**WHAT THE EXERCISE ASKS**
The answer must be an exact copy of every entry, with no pictures in it.

[Opening SOURCE MATERIAL section]

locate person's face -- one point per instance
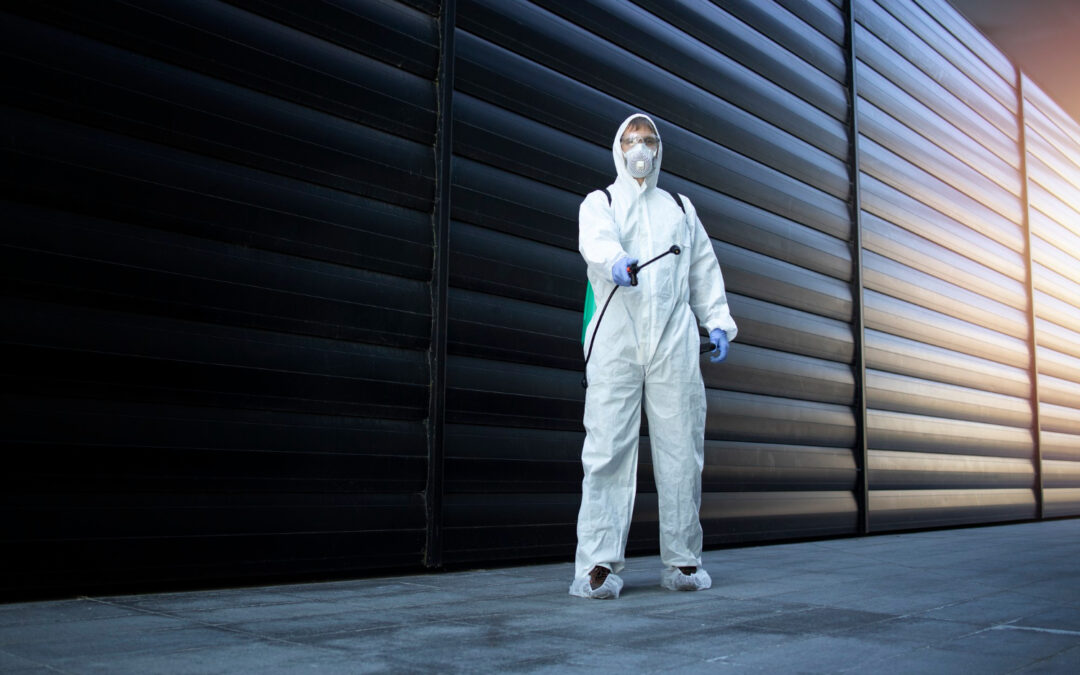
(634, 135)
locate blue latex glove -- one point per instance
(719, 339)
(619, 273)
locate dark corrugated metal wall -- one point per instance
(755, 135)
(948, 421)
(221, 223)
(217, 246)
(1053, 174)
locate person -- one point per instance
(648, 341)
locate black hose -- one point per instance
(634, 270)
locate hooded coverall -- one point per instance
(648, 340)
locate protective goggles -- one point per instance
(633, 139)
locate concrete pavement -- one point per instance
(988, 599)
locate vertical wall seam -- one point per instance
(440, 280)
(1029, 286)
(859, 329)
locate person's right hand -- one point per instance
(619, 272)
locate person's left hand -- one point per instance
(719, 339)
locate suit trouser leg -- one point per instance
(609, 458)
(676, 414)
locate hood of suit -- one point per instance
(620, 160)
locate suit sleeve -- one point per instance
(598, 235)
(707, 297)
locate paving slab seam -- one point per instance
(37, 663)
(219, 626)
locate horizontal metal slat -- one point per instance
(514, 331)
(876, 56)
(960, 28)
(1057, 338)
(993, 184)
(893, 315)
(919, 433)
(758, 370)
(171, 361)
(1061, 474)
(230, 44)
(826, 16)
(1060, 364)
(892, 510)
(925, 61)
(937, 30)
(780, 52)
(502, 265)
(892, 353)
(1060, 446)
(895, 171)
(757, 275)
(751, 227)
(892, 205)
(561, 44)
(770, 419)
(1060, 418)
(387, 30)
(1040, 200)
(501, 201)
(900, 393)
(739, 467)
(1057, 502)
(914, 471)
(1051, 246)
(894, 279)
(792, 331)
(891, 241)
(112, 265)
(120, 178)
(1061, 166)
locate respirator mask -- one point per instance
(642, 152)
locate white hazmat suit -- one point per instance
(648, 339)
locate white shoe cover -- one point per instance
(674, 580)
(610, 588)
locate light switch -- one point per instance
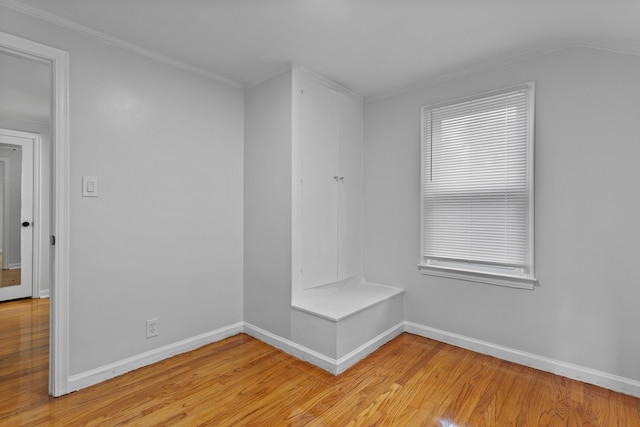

[Closing SOURCE MATERIAL section]

**EXERCISE OUTPUT**
locate person's face -- one point per instance
(634, 135)
locate blue latex glove -- one point per instance
(719, 339)
(619, 273)
locate dark corrugated metal wall -- one point per instance
(755, 135)
(948, 421)
(221, 223)
(217, 246)
(1053, 174)
locate person -- one point per instance
(648, 341)
locate black hose -- one point per instance
(634, 270)
locate hooded coverall -- one point per instance
(648, 340)
locate protective goggles -- one point per instance
(633, 139)
locate concrete pavement -- one point per instance
(988, 599)
locate vertical wall seam -- one point per instance
(440, 280)
(1029, 286)
(859, 329)
locate person's right hand -- one point per instance
(619, 272)
locate person's left hand -- one point per instance
(719, 339)
locate suit trouser leg -- one point per instance
(609, 458)
(676, 414)
locate hood of suit -- one point per instance
(620, 160)
locate suit sleeve -- one point per instance
(598, 235)
(707, 297)
locate paving slab seam -- one point per instance
(37, 663)
(219, 626)
locate horizontal metal slat -- one point per instance
(514, 331)
(876, 56)
(960, 28)
(1057, 338)
(993, 184)
(893, 315)
(919, 433)
(758, 370)
(171, 361)
(1061, 474)
(230, 44)
(826, 16)
(1060, 364)
(892, 510)
(925, 61)
(937, 30)
(780, 52)
(502, 265)
(892, 353)
(1060, 446)
(895, 171)
(757, 275)
(751, 227)
(892, 205)
(561, 44)
(770, 419)
(1060, 418)
(387, 30)
(1040, 200)
(501, 201)
(900, 393)
(739, 467)
(1057, 502)
(914, 471)
(1051, 246)
(894, 279)
(792, 331)
(891, 241)
(112, 265)
(120, 178)
(1061, 166)
locate respirator mask -- one point per instance
(642, 152)
locate white hazmat suit -- one point per instance
(648, 339)
locate white shoe cover -- one point per instance
(674, 580)
(610, 588)
locate light switch -- one point per instance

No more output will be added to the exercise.